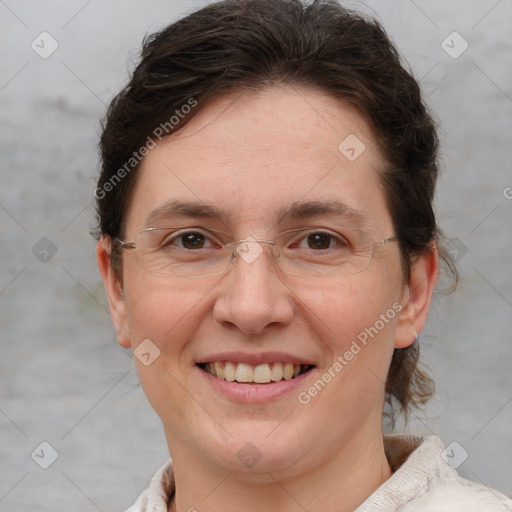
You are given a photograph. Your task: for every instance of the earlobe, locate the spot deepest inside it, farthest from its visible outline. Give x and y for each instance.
(417, 297)
(114, 289)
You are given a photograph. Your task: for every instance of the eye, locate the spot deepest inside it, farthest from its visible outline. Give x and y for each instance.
(322, 240)
(189, 240)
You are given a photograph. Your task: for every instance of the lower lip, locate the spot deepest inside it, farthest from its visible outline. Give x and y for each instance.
(253, 393)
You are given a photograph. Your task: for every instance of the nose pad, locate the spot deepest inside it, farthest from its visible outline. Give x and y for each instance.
(249, 249)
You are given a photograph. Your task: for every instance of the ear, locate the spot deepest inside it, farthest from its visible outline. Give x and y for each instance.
(114, 289)
(417, 297)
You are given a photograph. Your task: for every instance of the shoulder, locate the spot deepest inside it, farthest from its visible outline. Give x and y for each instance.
(451, 494)
(156, 497)
(444, 489)
(424, 481)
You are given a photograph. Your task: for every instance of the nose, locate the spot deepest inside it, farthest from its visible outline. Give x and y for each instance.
(252, 294)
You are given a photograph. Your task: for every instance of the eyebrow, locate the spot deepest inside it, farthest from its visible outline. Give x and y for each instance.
(295, 210)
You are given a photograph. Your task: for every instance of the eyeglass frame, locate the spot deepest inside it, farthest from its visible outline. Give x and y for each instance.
(131, 245)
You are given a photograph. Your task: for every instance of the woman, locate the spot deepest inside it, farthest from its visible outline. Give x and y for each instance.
(269, 252)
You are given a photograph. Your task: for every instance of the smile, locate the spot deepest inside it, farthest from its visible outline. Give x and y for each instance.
(259, 374)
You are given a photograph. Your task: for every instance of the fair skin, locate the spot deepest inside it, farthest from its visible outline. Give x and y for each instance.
(252, 154)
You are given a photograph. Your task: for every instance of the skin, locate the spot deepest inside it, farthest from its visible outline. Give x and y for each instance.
(250, 154)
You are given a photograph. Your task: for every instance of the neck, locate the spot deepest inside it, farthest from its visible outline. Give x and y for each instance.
(341, 483)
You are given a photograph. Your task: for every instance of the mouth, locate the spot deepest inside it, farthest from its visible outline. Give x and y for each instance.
(265, 373)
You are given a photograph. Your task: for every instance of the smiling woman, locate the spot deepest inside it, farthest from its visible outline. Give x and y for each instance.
(271, 261)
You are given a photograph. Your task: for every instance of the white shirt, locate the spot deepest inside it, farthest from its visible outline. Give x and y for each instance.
(422, 481)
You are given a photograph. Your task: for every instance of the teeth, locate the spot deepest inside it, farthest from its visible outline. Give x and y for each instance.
(243, 373)
(261, 374)
(219, 371)
(288, 371)
(277, 372)
(229, 371)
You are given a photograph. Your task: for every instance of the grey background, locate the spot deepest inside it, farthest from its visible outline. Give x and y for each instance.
(64, 380)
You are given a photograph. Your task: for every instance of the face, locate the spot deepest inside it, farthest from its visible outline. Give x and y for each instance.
(253, 155)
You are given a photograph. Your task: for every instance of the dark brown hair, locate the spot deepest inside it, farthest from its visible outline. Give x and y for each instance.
(251, 44)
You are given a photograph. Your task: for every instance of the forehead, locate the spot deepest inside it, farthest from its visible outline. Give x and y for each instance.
(254, 153)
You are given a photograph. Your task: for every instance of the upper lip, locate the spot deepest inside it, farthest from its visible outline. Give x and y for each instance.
(254, 359)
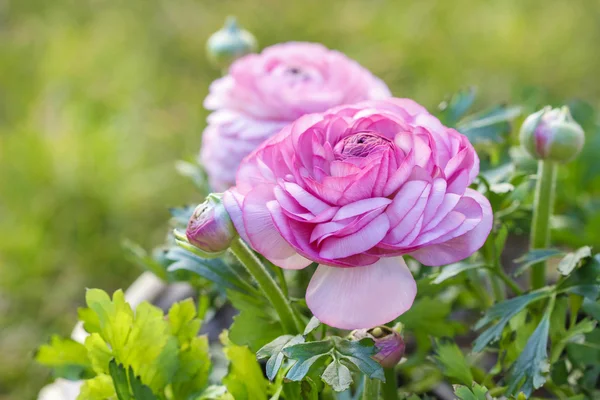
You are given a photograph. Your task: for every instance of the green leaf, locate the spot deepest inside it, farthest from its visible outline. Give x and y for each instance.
(182, 321)
(573, 259)
(245, 380)
(98, 352)
(213, 269)
(311, 326)
(452, 110)
(453, 362)
(98, 388)
(490, 125)
(534, 257)
(527, 373)
(453, 270)
(503, 311)
(274, 351)
(66, 357)
(338, 376)
(477, 392)
(140, 391)
(119, 375)
(194, 368)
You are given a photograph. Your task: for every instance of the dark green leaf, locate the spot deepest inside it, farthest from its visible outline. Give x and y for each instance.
(274, 351)
(452, 110)
(452, 270)
(528, 371)
(503, 311)
(534, 257)
(572, 260)
(119, 375)
(452, 362)
(213, 269)
(338, 376)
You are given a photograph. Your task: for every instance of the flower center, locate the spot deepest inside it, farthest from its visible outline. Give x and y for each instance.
(361, 145)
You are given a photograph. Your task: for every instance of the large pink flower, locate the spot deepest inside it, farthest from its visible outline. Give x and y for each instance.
(264, 92)
(354, 189)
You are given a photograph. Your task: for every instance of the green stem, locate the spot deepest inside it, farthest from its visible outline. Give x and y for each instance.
(268, 285)
(508, 281)
(370, 389)
(542, 210)
(390, 387)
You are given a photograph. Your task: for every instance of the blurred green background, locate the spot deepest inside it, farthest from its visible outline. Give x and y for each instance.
(99, 98)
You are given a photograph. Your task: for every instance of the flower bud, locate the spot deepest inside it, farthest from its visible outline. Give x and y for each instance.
(552, 134)
(389, 344)
(210, 229)
(229, 43)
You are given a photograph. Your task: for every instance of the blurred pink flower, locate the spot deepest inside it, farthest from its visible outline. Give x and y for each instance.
(354, 189)
(264, 92)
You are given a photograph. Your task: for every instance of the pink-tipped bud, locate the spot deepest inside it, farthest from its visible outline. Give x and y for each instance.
(552, 134)
(389, 344)
(210, 229)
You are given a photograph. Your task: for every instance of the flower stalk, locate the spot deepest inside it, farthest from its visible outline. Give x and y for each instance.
(267, 284)
(543, 205)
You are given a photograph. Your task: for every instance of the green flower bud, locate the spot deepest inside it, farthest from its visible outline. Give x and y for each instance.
(389, 344)
(552, 134)
(210, 228)
(229, 43)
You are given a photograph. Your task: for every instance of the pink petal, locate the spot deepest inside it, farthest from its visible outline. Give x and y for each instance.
(356, 243)
(462, 246)
(361, 297)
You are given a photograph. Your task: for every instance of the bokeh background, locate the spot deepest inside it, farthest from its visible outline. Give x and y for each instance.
(99, 98)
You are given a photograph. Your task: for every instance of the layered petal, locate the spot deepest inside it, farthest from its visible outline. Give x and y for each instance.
(361, 297)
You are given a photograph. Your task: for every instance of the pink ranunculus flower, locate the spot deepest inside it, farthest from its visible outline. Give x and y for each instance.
(264, 92)
(354, 189)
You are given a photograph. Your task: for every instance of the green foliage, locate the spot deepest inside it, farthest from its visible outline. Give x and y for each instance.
(144, 354)
(452, 362)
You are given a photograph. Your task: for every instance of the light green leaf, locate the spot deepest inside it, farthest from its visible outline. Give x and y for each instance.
(67, 358)
(477, 392)
(527, 373)
(453, 270)
(245, 380)
(534, 257)
(98, 388)
(274, 351)
(503, 311)
(453, 362)
(183, 322)
(573, 259)
(338, 376)
(98, 352)
(194, 368)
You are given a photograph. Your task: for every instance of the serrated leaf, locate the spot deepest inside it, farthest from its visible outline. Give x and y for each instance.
(183, 322)
(213, 269)
(573, 259)
(66, 357)
(527, 373)
(503, 311)
(99, 387)
(311, 326)
(452, 362)
(338, 376)
(194, 368)
(119, 376)
(477, 392)
(274, 351)
(533, 257)
(245, 380)
(98, 352)
(452, 270)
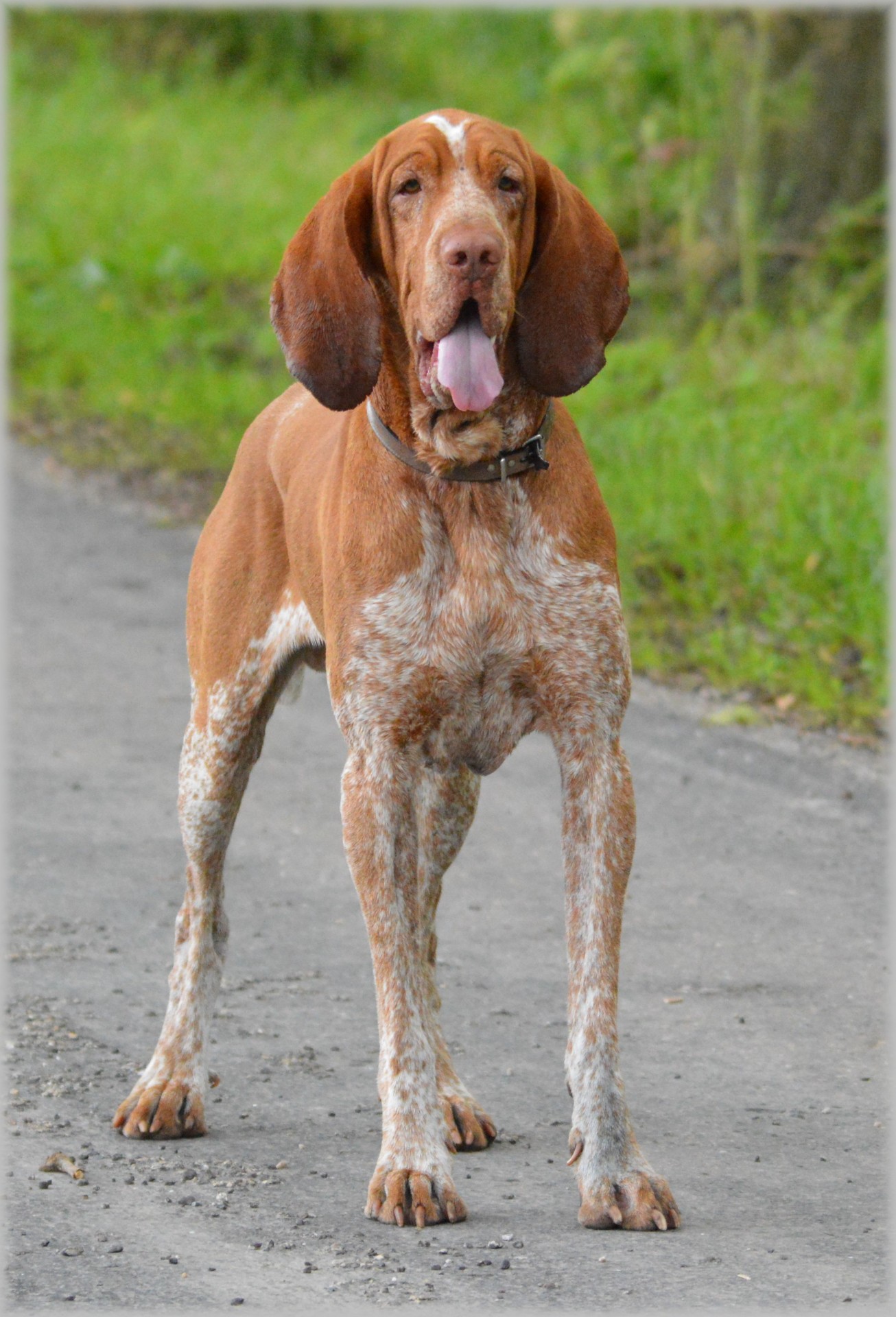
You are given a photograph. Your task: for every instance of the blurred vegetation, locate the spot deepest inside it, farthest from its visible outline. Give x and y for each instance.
(160, 163)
———
Request:
What is needed is an exact reproduction of the data, pictures excluded.

Answer for the task:
You are given a photograph. Your task: for every instance of the earlobe, locate the spot deepest inside it, farthest from its visible outline. Give x and y for each instance.
(417, 297)
(114, 289)
You are given a photograph. Your task: for every instance of the eye, locate the spot deepest inside it, farthest from its visible outline. Give x and y for each instance.
(322, 240)
(189, 240)
You are given a photograph. Your task: for every instance of the lower lip, locate the spot deepest inside it, farthest from its visible outline. Give x and y for each instance.
(253, 393)
You are given a photograph. Your task: for every instance of the nose pad, locate the spot deepest inside it, farthest from its visible outline. Give x and y for each instance.
(249, 249)
You are given a photograph. Your task: for every instance of the ear, locate the spot deepest inside it, farthest from its visible outline. Give x and y for each instance.
(114, 289)
(417, 297)
You are given a photograph. Your task: for every instance of the shoulder, locate the spot deepest inside it, farthest from its visible outline. Give x and y for each instance.
(451, 494)
(156, 497)
(444, 489)
(424, 481)
You are given a photograph. Your task: for every instance of the nose, locate the spot deepest inside it, farthest from its visible outline. Give x and y for each instance.
(252, 294)
You are given a photograph. Your task: for every instance of the eyebrow, locate the spot deepest inside it, farthest from its visible outline. Give x and y for each instance.
(295, 210)
You are given a photograph. Your task: for every instance of the eyeglass frame, locate the spot deepest inside it, farthest from its visible outline. Give x and y for each instance.
(131, 245)
You are given a photograph. Your task: for every instance of the woman, locate the spot deepest inside it, farthest from its visible outline. Give x and y for each instance.
(269, 252)
You are given a photograph. Your task: for every instance of the smile, locate the spot deepest inside it, farthest from its visible outline. Give x and y for each instance.
(259, 374)
You are given a photograph. Your task: for every instance of the fair skin, locate the spot deepest inside it, farthest from its visible outline. Give x and y for each instance.
(252, 154)
You are given a photograph. Your task: for every instance of the skin, locate the spot deepest inside it, farthest from its visible outline. Give x and y for each instance.
(250, 154)
You are given a photograph. Your task: for every instance of the neck, locate the spot deepest inside it, farthest from its visible outline. Give x and y for each instance.
(341, 483)
You are given a photograph. Your task: for every instance of the mouth, locate the spot deepest inside it, farthest from its visible outline. Give x and y for each instance.
(265, 373)
You are given a photograph. Your task: for every instance of the smiling woman, locate the spot deepest inside it, farthest from its visible outline. Give x and y for each instance.
(271, 261)
You are given a photograph. Your task: for every instance of the white shirt, locate the spot deepest inside it, farthest from its visible outline. Give x and y for each instance.
(422, 481)
You are given a photograph. Your task: for every instance of the teeth, locate the spot deepest inside it, farthest from its visible outline. Give x and y for each instance.
(243, 373)
(261, 374)
(219, 371)
(288, 371)
(277, 372)
(229, 371)
You are given a photograph. Your task: for every instance of the grey background, locate the spot deepest inside it, farthest from its visible outline. Give x and y for each instance.
(64, 380)
You are given a photograph. Your task: for every instance of the face, locate the spot deepest inside it, farthest from its visible outline. Give x and y for each instance.
(253, 155)
You are given a photograph. Your task: for every instance of the dark brown hair, locate the spot deepest inside it, farthest from its visible outline. Give x and y for each instance.
(251, 44)
You are given a photograph. Your task: for every instance of the forehead, locate the spot deepest inside it, farthest from its visible outline. Give x and y for each instance.
(254, 153)
You are given a photograph. Your task: for every instance of the upper lip, locate the spot deepest inside it, farthest from its visible outline. Give x and y for each instance.
(254, 359)
You are given a photograph. Your task: for every instance of the green leaf, locate the spot deepest inside it, farthest from its visible outline. Give x and y for each instance.
(182, 321)
(573, 259)
(245, 380)
(98, 352)
(213, 269)
(311, 326)
(452, 110)
(453, 362)
(98, 388)
(490, 125)
(534, 257)
(527, 373)
(453, 270)
(503, 311)
(274, 351)
(66, 357)
(338, 376)
(477, 392)
(140, 391)
(119, 375)
(194, 368)
You are given a photograph. Your task: for every instance of the dark green leaf, locate the spot deepest inside it, farthest from its visible outline. Give x and y for each instance.
(274, 351)
(452, 110)
(452, 270)
(528, 371)
(503, 311)
(534, 257)
(572, 260)
(119, 375)
(452, 362)
(213, 269)
(338, 376)
You are given a photograph. Your task: for every instance of the flower center, locate the spot deepest inside it, farthest from its visible outline. Give x and y for each instance.
(361, 145)
You are given a photograph. Your task: for every instance of the large pink flower, locate the spot deepest inside it, farthest from its visible outline. Give x and y for each instance.
(264, 92)
(354, 189)
You are given a photograph. Your task: for every instance of the green stem, locate the spot deepest inside it, farthest from its visible outline. Give x and y for each instance.
(268, 285)
(508, 281)
(370, 389)
(542, 210)
(390, 387)
You are given a photograph. Your task: for every instance of the blurred green background, locate the spot deepest inside it, farthest from its visible outline. Give x and y for each instance.
(99, 98)
You are given a photograph. Your task: for every instance of the flower bud, locate the spot deepest inside it, farthest from its visible outline. Give x and y for each instance.
(552, 134)
(389, 344)
(210, 229)
(229, 43)
You are given a photograph. Your task: for every instance of the blurred pink flower, locate the spot deepest inside it, farthest from its visible outline. Give x and y for each instance.
(354, 189)
(264, 92)
You are given a photograph. Your task: for every instance of the pink-tipped bud, locate the spot deepest inside it, farthest from its visible outline. Give x and y for each instance.
(552, 134)
(389, 344)
(210, 229)
You are given a photograph. Your task: for every instance of the flower stalk, locate the spot deepest inside it, farthest from its visible outline. Give x and y for each instance.
(267, 284)
(543, 205)
You are given a photograph. Your task: for every instance of the green flower bud, locate the spot deepest inside it, farthest from its visible outline. Give x and y for each instance.
(389, 344)
(552, 134)
(210, 228)
(229, 43)
You are given a photograph. Your task: for every instance of the pink petal, locate the spot deepest inside it, farthest from its visible outline. Give x and y for each instance.
(356, 243)
(462, 246)
(361, 297)
You are given a photograph. Your task: for every instance of the bokeh background, locate the spot deepest inside it, farthest from its visible outline. Give x and y for each instance.
(99, 98)
You are given a photograph. Your task: for every instance of the layered petal, locate the spot deepest inside it, farthest from its visible outline. Give x and y for each instance.
(361, 297)
You are given a photograph. Your task: for every instance of the pink ranunculus flower, locate the spot deepest inside it, farthest from its visible outline. Give x and y for each instance.
(264, 92)
(354, 189)
You are given a photograph. Your task: for every instance of the green foliage, locate the spot deepest inside it, farthest from its visible outline. Give x and y for each instance.
(144, 354)
(452, 362)
You are given a photograph. Your task: for every instance of the light green leaf, locate the spot deepest inside it, farthest from its visible outline. Give x and y for each instance.
(67, 358)
(477, 392)
(527, 373)
(453, 270)
(245, 380)
(534, 257)
(98, 388)
(274, 351)
(503, 311)
(453, 362)
(183, 322)
(573, 259)
(338, 376)
(98, 352)
(194, 368)
You are given a photograph. Your task: for every instance of the serrated leaf, locate the spot deepest inside it, farthest from its visible outline. Give x and y for each instance.
(183, 322)
(213, 269)
(573, 259)
(66, 357)
(527, 373)
(503, 311)
(99, 387)
(311, 326)
(452, 362)
(338, 376)
(194, 368)
(119, 376)
(477, 392)
(274, 351)
(533, 257)
(245, 380)
(98, 352)
(452, 270)
You are given a photograph. Your task: for every instance of the blurred vegetation, locate the spot deepest inside it, farthest from its visible outline. Give x and y for each instance.
(160, 163)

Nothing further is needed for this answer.